WRITTEN INSTRUCTION A: Reproduce everything in the shawl pattern thread from "# Free Shawl" down to "(Nov 22, 2011)", without any changes.

# Free Shawl Pattern From Berroco-Schoonheid Shawl



## denisejh (May 20, 2011)

Hi everyone-Berroco featured this free shawl pattern in today's newsletter. Denise http://www.berroco.com/sites/default/files/downloads/patterns/Berroco_FreePattern_Schoonheid.pdf


----------



## Jokim (Nov 22, 2011)

denisejh said:


> Hi everyone-Berroco featured this free shawl pattern in today's newsletter. Denise http://www.berroco.com/sites/default/files/downloads/patterns/Berroco_FreePattern_Schoonheid.pdf


Thank you, Denise. Nice pattern.


----------



## standsalonewolf (Dec 1, 2011)

awesome thank you


----------



## denisejh (May 20, 2011)

Jokim-It was my pleasure! Denise


----------



## denisejh (May 20, 2011)

saw-As always, you're very welcome. Did you have a good Christmas? Our cold weather went a bit nuts here. We went into the 80's during the day and still cold at night. Long Beach got a bit windy as well but the 83 degrees on Christmas day sure felt good!We were supposed to be in the mid 70's today but it feels closer to 80 outside right now. Denise


----------



## taypol (Mar 16, 2013)

WRITTEN INSTRUCTION B: How many lines in the rows below contain the string "black"? Case counts. Give only the number.

RECORDS TO PROCESS:
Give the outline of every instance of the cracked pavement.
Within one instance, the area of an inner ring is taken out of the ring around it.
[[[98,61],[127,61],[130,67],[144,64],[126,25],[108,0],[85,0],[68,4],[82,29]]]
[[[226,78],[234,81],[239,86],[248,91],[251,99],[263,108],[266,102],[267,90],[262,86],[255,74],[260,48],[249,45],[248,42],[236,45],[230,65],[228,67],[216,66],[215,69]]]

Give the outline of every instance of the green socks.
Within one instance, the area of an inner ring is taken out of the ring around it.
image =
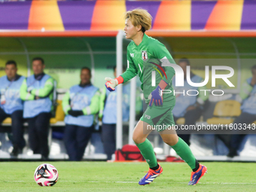
[[[199,165],[195,157],[192,154],[192,151],[187,144],[183,141],[181,138],[178,138],[178,141],[176,145],[171,146],[191,168],[191,169],[194,170]]]
[[[148,139],[139,144],[136,144],[139,149],[141,151],[141,153],[149,165],[150,168],[153,168],[157,166],[157,157],[154,154],[154,149],[151,143],[149,142]],[[177,153],[178,154],[178,153]]]
[[[149,167],[156,167],[157,166],[157,157],[154,154],[152,145],[149,140],[146,139],[144,142],[136,144],[136,145],[140,150],[143,157],[149,165]],[[192,154],[191,150],[187,144],[185,143],[182,139],[178,138],[178,141],[176,145],[171,147],[176,151],[177,154],[178,154],[181,159],[188,164],[193,171],[198,169],[198,162]]]

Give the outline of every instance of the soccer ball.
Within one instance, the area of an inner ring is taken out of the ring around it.
[[[42,187],[53,186],[58,181],[59,173],[53,166],[44,163],[35,169],[35,181]]]

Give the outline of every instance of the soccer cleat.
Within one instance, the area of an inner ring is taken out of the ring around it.
[[[153,170],[149,168],[147,174],[142,178],[142,179],[139,181],[139,184],[145,185],[149,184],[153,182],[154,179],[155,179],[157,176],[159,176],[163,172],[163,168],[159,165],[159,168],[157,170]]]
[[[188,182],[188,185],[195,185],[206,172],[207,167],[200,164],[197,171],[191,172],[190,181]]]

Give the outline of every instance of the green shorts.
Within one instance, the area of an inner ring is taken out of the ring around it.
[[[142,120],[151,126],[157,131],[166,130],[168,126],[175,126],[172,115],[173,106],[148,106],[140,120]]]

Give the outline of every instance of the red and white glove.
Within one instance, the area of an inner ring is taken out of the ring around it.
[[[123,82],[123,78],[121,76],[119,76],[115,79],[105,78],[105,80],[107,81],[107,82],[105,84],[105,86],[109,91],[115,90],[115,87],[117,86],[117,84],[122,84]]]

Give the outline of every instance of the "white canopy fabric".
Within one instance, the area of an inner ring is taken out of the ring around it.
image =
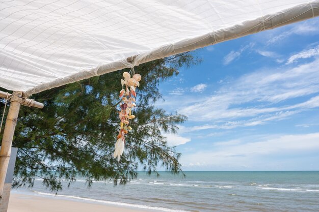
[[[319,0],[5,0],[0,86],[30,95],[318,15]]]

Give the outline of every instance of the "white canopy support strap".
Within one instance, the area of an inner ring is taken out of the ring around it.
[[[29,96],[318,15],[319,0],[4,2],[0,86]]]

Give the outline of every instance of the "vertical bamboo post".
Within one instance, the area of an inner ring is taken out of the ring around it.
[[[21,97],[22,92],[15,92],[12,95],[0,149],[0,199],[2,197],[5,179],[10,159],[13,134],[21,105],[19,100]]]

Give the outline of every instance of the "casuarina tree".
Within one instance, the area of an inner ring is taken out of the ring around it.
[[[33,95],[44,107],[21,108],[13,143],[18,148],[13,186],[32,186],[35,178],[41,178],[44,186],[58,192],[65,185],[62,180],[69,186],[79,177],[88,186],[93,180],[125,184],[141,168],[149,173],[161,167],[179,173],[180,154],[162,133],[176,133],[177,125],[187,117],[154,105],[162,99],[159,83],[198,61],[187,53],[135,67],[142,78],[137,89],[136,117],[119,162],[113,155],[120,127],[120,79],[127,70]]]

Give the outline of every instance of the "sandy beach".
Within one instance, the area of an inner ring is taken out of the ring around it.
[[[159,210],[153,210],[158,211]],[[8,212],[140,212],[152,210],[129,208],[98,203],[83,202],[59,198],[11,194]]]

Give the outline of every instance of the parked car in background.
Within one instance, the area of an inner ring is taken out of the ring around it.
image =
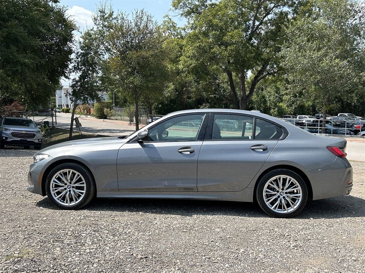
[[[351,125],[354,126],[356,129],[362,130],[363,128],[364,130],[365,130],[365,126],[364,126],[364,124],[365,124],[365,120],[358,120],[353,122],[351,123]]]
[[[355,134],[351,132],[348,129],[344,129],[343,128],[339,128],[334,127],[331,125],[329,123],[327,123],[325,125],[326,128],[324,129],[324,133],[330,134],[334,135],[354,135]],[[322,133],[322,127],[319,128],[310,128],[309,132],[314,133]]]
[[[328,118],[330,118],[331,116],[330,115],[328,115],[328,114],[326,114],[326,118],[327,119]],[[314,115],[314,117],[316,119],[321,119],[323,118],[323,114],[316,114]]]
[[[283,119],[296,119],[296,116],[294,116],[292,115],[284,115],[283,116]]]
[[[7,116],[0,119],[0,149],[7,145],[41,150],[42,145],[42,131],[32,120]]]
[[[146,124],[149,124],[153,121],[154,121],[155,120],[157,120],[157,119],[159,119],[161,117],[160,116],[154,116],[152,118],[148,119],[146,122]]]
[[[338,116],[349,116],[352,118],[361,118],[361,116],[355,116],[354,114],[350,114],[350,113],[339,113],[338,115],[337,115]]]
[[[216,122],[222,120],[245,125],[221,131]],[[182,123],[195,126],[181,130]],[[95,196],[256,201],[271,215],[292,217],[308,199],[350,194],[346,143],[250,111],[180,111],[126,137],[43,149],[33,157],[27,189],[64,209]]]
[[[296,117],[293,118],[282,118],[281,119],[301,127],[305,127],[306,124],[301,120],[297,119]]]
[[[356,136],[365,136],[365,131],[361,131],[356,135]]]
[[[297,116],[297,118],[303,120],[304,122],[310,123],[314,122],[313,120],[316,119],[313,116],[308,116],[306,115],[300,115]]]

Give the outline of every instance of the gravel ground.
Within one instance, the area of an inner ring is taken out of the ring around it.
[[[0,151],[1,272],[365,272],[365,162],[350,195],[294,219],[250,203],[96,199],[61,210],[28,192],[34,151]]]

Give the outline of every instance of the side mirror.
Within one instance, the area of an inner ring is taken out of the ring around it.
[[[137,134],[137,141],[138,142],[142,142],[148,139],[148,131],[141,131],[141,132],[138,132]]]

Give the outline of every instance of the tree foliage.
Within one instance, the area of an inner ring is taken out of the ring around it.
[[[57,0],[0,0],[0,99],[46,104],[66,77],[76,27]]]
[[[135,104],[136,129],[141,98],[151,107],[160,97],[168,73],[162,47],[165,38],[159,26],[143,9],[131,15],[114,15],[102,5],[95,23],[107,44],[104,82]]]
[[[336,102],[341,97],[364,90],[365,21],[361,8],[346,0],[314,0],[302,7],[288,28],[281,55],[288,88],[319,102],[324,116],[338,107]]]
[[[258,83],[280,70],[276,58],[290,9],[287,1],[176,1],[189,19],[181,65],[199,71],[231,107],[245,109]],[[197,73],[195,73],[197,74]]]
[[[101,66],[104,58],[104,43],[93,28],[87,30],[81,36],[75,53],[72,70],[78,76],[72,80],[72,91],[67,95],[74,104],[71,118],[69,139],[72,139],[75,104],[87,104],[90,100],[100,102]]]

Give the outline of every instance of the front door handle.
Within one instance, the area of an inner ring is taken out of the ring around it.
[[[256,144],[251,146],[250,149],[255,151],[266,151],[268,149],[268,146],[263,144]]]
[[[177,151],[180,154],[192,154],[195,151],[195,149],[192,147],[182,147],[177,150]]]

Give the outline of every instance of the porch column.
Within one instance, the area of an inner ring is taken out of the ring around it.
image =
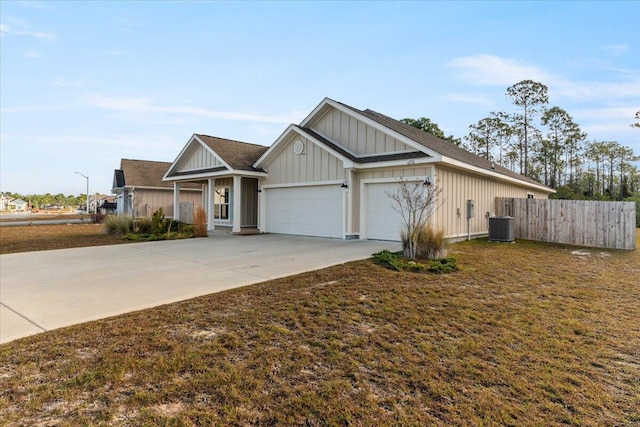
[[[180,183],[173,183],[173,219],[180,220]]]
[[[353,191],[355,189],[355,183],[353,182],[353,169],[347,169],[347,226],[345,229],[345,235],[343,239],[352,238],[353,235]]]
[[[214,202],[216,192],[216,179],[209,178],[207,181],[207,230],[215,230],[214,224]]]
[[[233,233],[242,231],[240,223],[242,221],[242,177],[233,176]]]

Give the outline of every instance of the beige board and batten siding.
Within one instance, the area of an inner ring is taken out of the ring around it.
[[[200,144],[191,148],[190,151],[190,155],[177,165],[177,172],[223,166],[222,162],[216,156]]]
[[[293,151],[295,141],[304,143],[302,154]],[[312,185],[345,178],[342,160],[297,133],[288,137],[288,142],[266,168],[269,176],[261,180],[263,187],[302,183]]]
[[[134,197],[140,197],[141,200],[138,205],[139,217],[151,218],[160,208],[167,216],[173,214],[173,189],[136,189]],[[180,202],[191,202],[196,209],[202,206],[202,191],[182,189]]]
[[[436,224],[450,238],[487,234],[489,215],[495,215],[496,197],[527,197],[547,199],[545,192],[524,186],[501,182],[464,173],[459,170],[436,167],[436,185],[441,189],[441,207],[436,212]],[[467,229],[467,200],[475,204],[474,217]]]
[[[327,111],[311,128],[356,155],[415,151],[405,143],[335,108]]]

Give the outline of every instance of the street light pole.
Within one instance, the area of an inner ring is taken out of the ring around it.
[[[84,179],[87,180],[87,215],[89,215],[89,177],[81,174],[80,172],[74,172],[74,173],[77,173],[78,175],[84,177]]]

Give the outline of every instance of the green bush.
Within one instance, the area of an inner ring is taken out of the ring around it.
[[[403,259],[400,255],[386,249],[373,254],[373,262],[394,271],[400,271],[403,267]]]
[[[429,265],[425,265],[409,261],[401,255],[389,252],[386,249],[373,254],[373,262],[394,271],[407,270],[414,273],[430,271],[440,274],[458,271],[458,262],[453,257],[434,259],[429,262]]]
[[[151,216],[151,234],[162,234],[166,232],[167,220],[164,217],[162,208],[160,208]]]
[[[429,271],[440,274],[458,271],[458,261],[453,257],[434,259],[429,263]]]
[[[153,232],[153,222],[149,218],[142,218],[138,221],[136,233],[151,234]]]
[[[109,215],[105,221],[107,234],[128,234],[133,231],[133,220],[129,216]]]

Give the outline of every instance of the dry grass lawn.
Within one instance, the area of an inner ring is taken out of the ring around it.
[[[0,255],[50,249],[129,243],[107,235],[103,224],[58,224],[0,227]]]
[[[637,251],[450,249],[455,274],[365,260],[4,344],[0,424],[640,424]]]

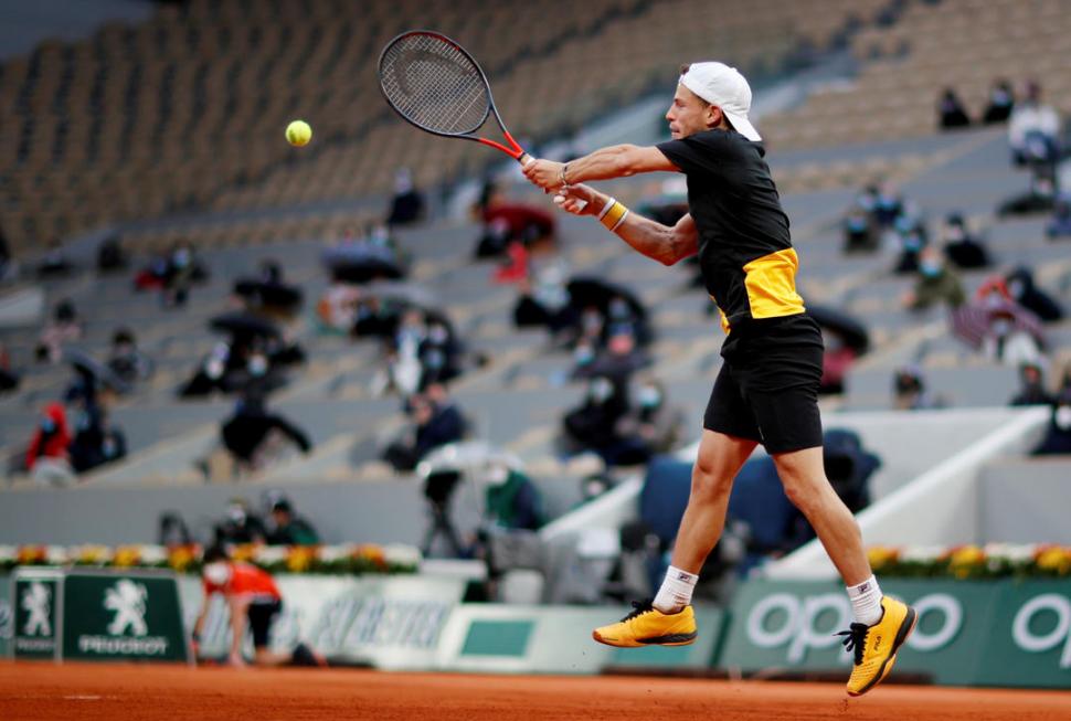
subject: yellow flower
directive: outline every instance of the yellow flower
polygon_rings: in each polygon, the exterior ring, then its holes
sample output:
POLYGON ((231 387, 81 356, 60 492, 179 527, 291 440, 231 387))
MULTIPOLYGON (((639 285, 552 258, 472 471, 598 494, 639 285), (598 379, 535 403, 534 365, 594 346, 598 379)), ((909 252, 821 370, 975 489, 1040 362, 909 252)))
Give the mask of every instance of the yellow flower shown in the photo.
POLYGON ((197 561, 197 553, 192 545, 176 545, 168 553, 168 565, 179 573, 193 565, 194 561, 197 561))
POLYGON ((231 560, 251 563, 256 555, 256 543, 241 543, 231 549, 231 560))
POLYGON ((136 545, 120 545, 115 550, 112 562, 121 569, 129 569, 141 562, 141 552, 136 545))
POLYGON ((965 579, 985 568, 986 554, 977 545, 962 545, 948 556, 948 569, 957 579, 965 579))
POLYGON ((1071 573, 1071 548, 1050 545, 1038 552, 1038 568, 1058 575, 1071 573))
POLYGON ((305 573, 316 560, 315 545, 291 545, 286 552, 286 570, 290 573, 305 573))

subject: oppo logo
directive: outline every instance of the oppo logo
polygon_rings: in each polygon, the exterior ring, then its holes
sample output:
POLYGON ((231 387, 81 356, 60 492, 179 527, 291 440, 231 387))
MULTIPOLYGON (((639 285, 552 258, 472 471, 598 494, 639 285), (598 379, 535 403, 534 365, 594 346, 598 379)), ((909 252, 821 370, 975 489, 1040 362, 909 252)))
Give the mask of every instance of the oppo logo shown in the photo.
MULTIPOLYGON (((922 596, 912 605, 919 614, 919 626, 908 639, 906 645, 920 651, 934 651, 947 646, 963 626, 963 606, 946 593, 922 596), (923 624, 929 621, 923 633, 923 624)), ((1071 624, 1071 608, 1068 608, 1068 624, 1071 624)), ((824 593, 815 596, 798 597, 791 593, 775 593, 755 604, 747 615, 747 638, 760 648, 787 646, 786 659, 798 664, 810 650, 833 648, 840 637, 833 634, 848 628, 851 612, 848 597, 842 593, 824 593), (819 624, 819 618, 824 618, 819 624), (830 623, 831 622, 831 623, 830 623)), ((850 654, 838 654, 841 662, 851 661, 850 654)))
POLYGON ((1022 604, 1011 622, 1011 638, 1025 651, 1040 654, 1063 644, 1060 668, 1071 668, 1071 601, 1058 593, 1043 593, 1022 604), (1030 629, 1033 618, 1040 614, 1056 614, 1052 630, 1037 635, 1030 629))

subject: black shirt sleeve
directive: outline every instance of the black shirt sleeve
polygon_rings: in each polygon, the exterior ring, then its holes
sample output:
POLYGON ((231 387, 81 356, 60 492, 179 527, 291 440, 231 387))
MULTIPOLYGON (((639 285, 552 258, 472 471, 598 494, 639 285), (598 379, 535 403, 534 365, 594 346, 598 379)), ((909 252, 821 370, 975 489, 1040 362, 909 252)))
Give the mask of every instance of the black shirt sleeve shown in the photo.
POLYGON ((659 142, 657 148, 688 176, 721 177, 725 165, 734 162, 735 149, 728 132, 707 130, 679 140, 659 142))

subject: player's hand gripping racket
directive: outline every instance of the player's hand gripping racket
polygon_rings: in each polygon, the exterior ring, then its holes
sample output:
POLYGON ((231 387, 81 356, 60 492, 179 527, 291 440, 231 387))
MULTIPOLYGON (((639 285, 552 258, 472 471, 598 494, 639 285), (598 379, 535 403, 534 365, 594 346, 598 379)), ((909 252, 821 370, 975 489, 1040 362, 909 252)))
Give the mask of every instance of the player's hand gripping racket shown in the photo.
POLYGON ((446 35, 412 30, 389 42, 380 55, 380 89, 421 130, 483 142, 522 166, 531 158, 506 129, 484 71, 446 35), (508 146, 475 135, 490 114, 508 146))

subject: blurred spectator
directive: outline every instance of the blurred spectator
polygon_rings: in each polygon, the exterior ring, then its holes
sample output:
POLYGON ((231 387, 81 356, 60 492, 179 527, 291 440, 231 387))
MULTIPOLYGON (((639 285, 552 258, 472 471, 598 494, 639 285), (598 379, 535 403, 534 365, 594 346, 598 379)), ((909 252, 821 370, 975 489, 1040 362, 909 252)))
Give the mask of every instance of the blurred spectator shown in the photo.
POLYGON ((388 225, 415 223, 424 214, 424 197, 413 185, 413 173, 409 168, 399 168, 394 173, 394 195, 386 216, 388 225))
POLYGON ((308 434, 277 413, 267 410, 263 394, 246 392, 234 413, 220 427, 223 445, 240 468, 256 470, 276 459, 283 442, 290 442, 308 453, 312 442, 308 434))
POLYGON ((633 373, 650 365, 650 358, 636 344, 636 336, 628 324, 614 327, 605 350, 590 358, 584 347, 577 346, 574 379, 608 378, 614 383, 625 385, 633 373), (590 360, 588 360, 590 358, 590 360))
POLYGON ((81 338, 82 324, 74 304, 70 299, 61 300, 56 304, 52 322, 41 331, 34 356, 38 361, 59 363, 63 358, 64 346, 81 338))
POLYGON ((635 402, 614 428, 618 442, 601 455, 608 466, 647 463, 674 450, 681 436, 685 413, 666 397, 666 388, 651 377, 640 379, 635 402))
POLYGON ((924 411, 945 406, 943 399, 926 390, 922 369, 914 364, 897 370, 892 390, 893 407, 898 411, 924 411))
POLYGON ((893 273, 914 273, 919 269, 919 254, 929 244, 926 229, 922 220, 909 213, 901 213, 893 222, 897 240, 900 244, 900 256, 893 267, 893 273))
POLYGON ((562 418, 563 442, 568 453, 608 450, 621 437, 618 421, 628 412, 624 386, 605 377, 592 378, 584 402, 562 418))
POLYGON ((294 513, 288 498, 279 497, 272 503, 272 530, 267 542, 273 545, 316 545, 320 537, 311 523, 294 513))
POLYGON ((555 257, 533 265, 532 276, 519 285, 520 297, 513 306, 513 324, 518 328, 545 326, 553 335, 575 326, 577 312, 569 303, 565 286, 569 268, 565 262, 555 257))
POLYGON ((126 383, 145 381, 152 375, 152 361, 138 350, 137 339, 129 328, 119 328, 112 336, 108 368, 126 383))
POLYGON ((900 189, 891 180, 882 181, 877 188, 868 188, 863 192, 861 204, 866 208, 871 199, 873 205, 870 213, 881 227, 892 227, 897 219, 910 210, 900 194, 900 189))
POLYGON ((244 498, 227 501, 223 520, 215 526, 214 543, 264 543, 267 532, 264 522, 251 509, 244 498))
POLYGON ((941 252, 925 247, 919 254, 919 275, 912 290, 904 295, 903 305, 910 310, 925 310, 944 304, 958 308, 966 301, 963 284, 954 271, 945 266, 941 252))
POLYGON ((1063 318, 1060 304, 1035 284, 1033 272, 1030 268, 1020 265, 1008 274, 1005 283, 1011 299, 1043 322, 1054 322, 1063 318))
POLYGON ((236 280, 234 294, 242 298, 247 310, 284 316, 299 310, 304 297, 299 287, 284 280, 278 261, 271 258, 261 263, 256 276, 236 280))
POLYGON ((1052 205, 1052 220, 1045 229, 1050 238, 1071 236, 1071 190, 1064 190, 1057 195, 1052 205))
POLYGON ((74 479, 71 468, 71 432, 67 414, 61 403, 50 403, 38 418, 30 447, 26 449, 26 470, 35 480, 66 485, 74 479))
POLYGON ((984 283, 974 307, 985 314, 980 350, 986 358, 1008 365, 1045 361, 1041 321, 1011 298, 1004 278, 984 283))
POLYGON ((96 395, 78 401, 75 436, 68 447, 71 465, 82 474, 127 454, 126 435, 112 424, 105 404, 96 395))
POLYGON ((109 235, 97 246, 97 273, 115 273, 125 271, 129 258, 123 250, 121 238, 118 234, 109 235))
POLYGON ((190 533, 190 529, 181 516, 174 511, 167 511, 160 513, 160 530, 157 542, 170 550, 180 545, 190 545, 193 543, 193 534, 190 533))
POLYGON ((1046 104, 1038 83, 1027 85, 1027 95, 1011 112, 1008 145, 1016 165, 1054 165, 1060 156, 1060 116, 1046 104))
POLYGON ((1050 405, 1056 396, 1045 388, 1045 372, 1038 363, 1024 363, 1019 367, 1019 391, 1012 396, 1010 405, 1050 405))
POLYGON ((8 347, 0 342, 0 393, 19 388, 19 375, 11 370, 11 356, 8 347))
POLYGON ((950 213, 941 233, 944 254, 957 268, 985 268, 989 266, 989 253, 980 238, 967 231, 959 213, 950 213))
POLYGON ((945 88, 941 100, 937 103, 939 127, 942 130, 951 128, 965 128, 971 125, 971 118, 959 100, 959 96, 951 87, 945 88))
POLYGON ((845 253, 870 253, 881 245, 881 235, 876 223, 860 205, 855 205, 845 218, 845 253))
POLYGON ((74 265, 67 259, 66 253, 63 252, 63 243, 60 242, 60 238, 54 237, 49 241, 49 252, 45 253, 44 259, 38 266, 38 277, 65 277, 73 269, 74 265))
POLYGON ((488 464, 484 480, 487 523, 502 530, 539 530, 544 522, 543 501, 528 476, 497 459, 488 464))
POLYGON ((982 123, 985 125, 1006 123, 1011 117, 1014 108, 1015 92, 1011 89, 1011 83, 997 81, 989 88, 989 100, 982 116, 982 123))
POLYGON ((441 383, 432 383, 410 397, 409 415, 413 425, 383 453, 383 459, 395 470, 413 470, 435 448, 463 439, 468 426, 441 383))
POLYGON ((1064 454, 1071 454, 1071 392, 1068 390, 1057 396, 1045 437, 1033 449, 1036 456, 1064 454))
POLYGON ((476 246, 477 258, 500 255, 515 241, 531 246, 537 241, 553 238, 552 214, 533 205, 509 202, 492 183, 485 185, 477 208, 484 223, 476 246))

EXERCISE RESULT A:
# Free Shawl Pattern From Berroco-Schoonheid Shawl



## denisejh (May 20, 2011)

Hi everyone-Berroco featured this free shawl pattern in today's newsletter. Denise http://www.berroco.com/sites/default/files/downloads/patterns/Berroco_FreePattern_Schoonheid.pdf


----------



## Jokim (Nov 22, 2011)

EXERCISE RESULT B: 3